*Work to be completed*. Copy the records below word for word, leaving out the pictures.

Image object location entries
+===+

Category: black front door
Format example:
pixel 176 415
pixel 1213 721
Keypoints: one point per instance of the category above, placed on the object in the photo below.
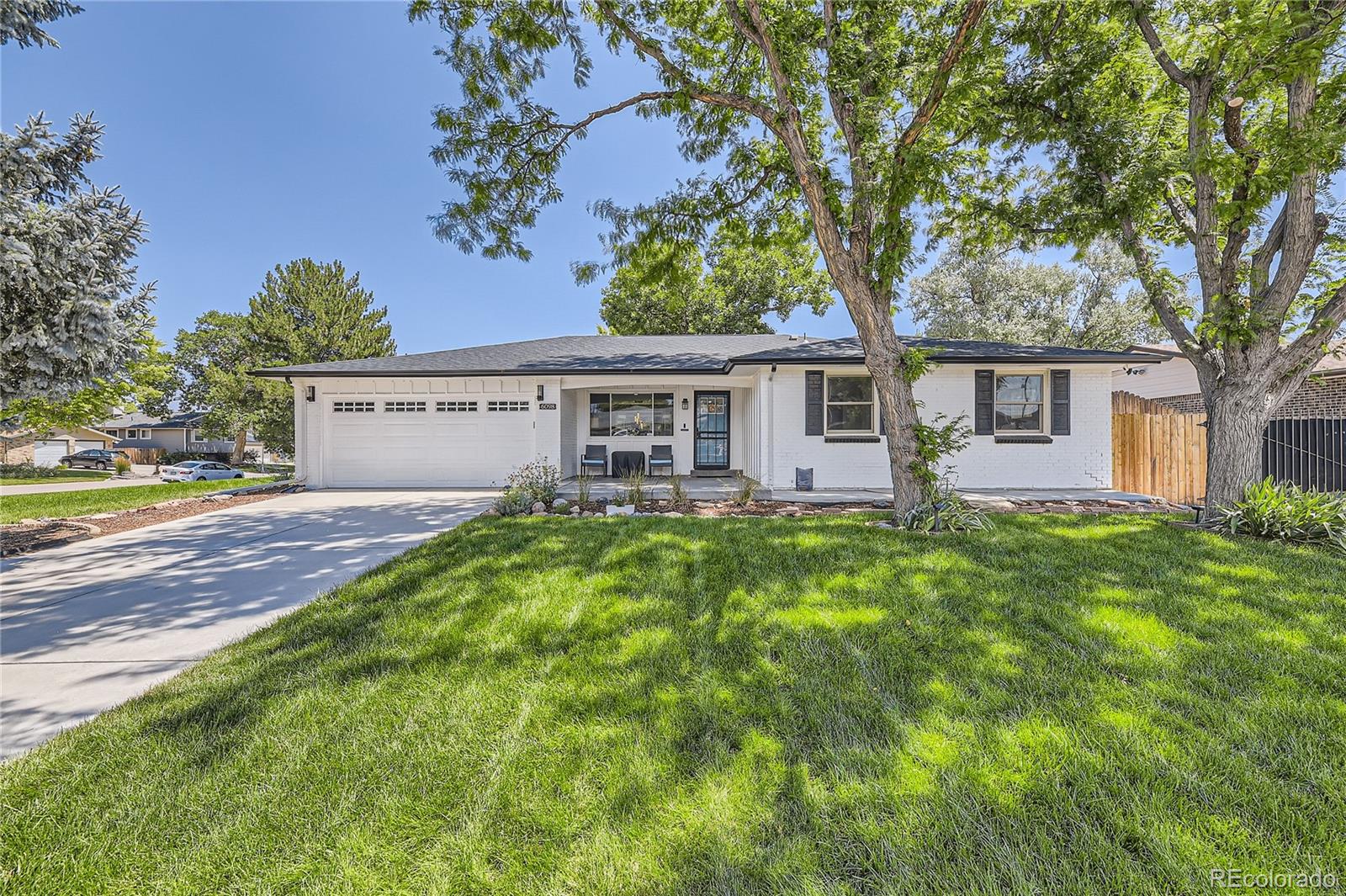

+===+

*Problem solution*.
Category: black front door
Format example:
pixel 176 415
pixel 1213 721
Keypoints: one point per instance of the category above, placed on the object in the photo below.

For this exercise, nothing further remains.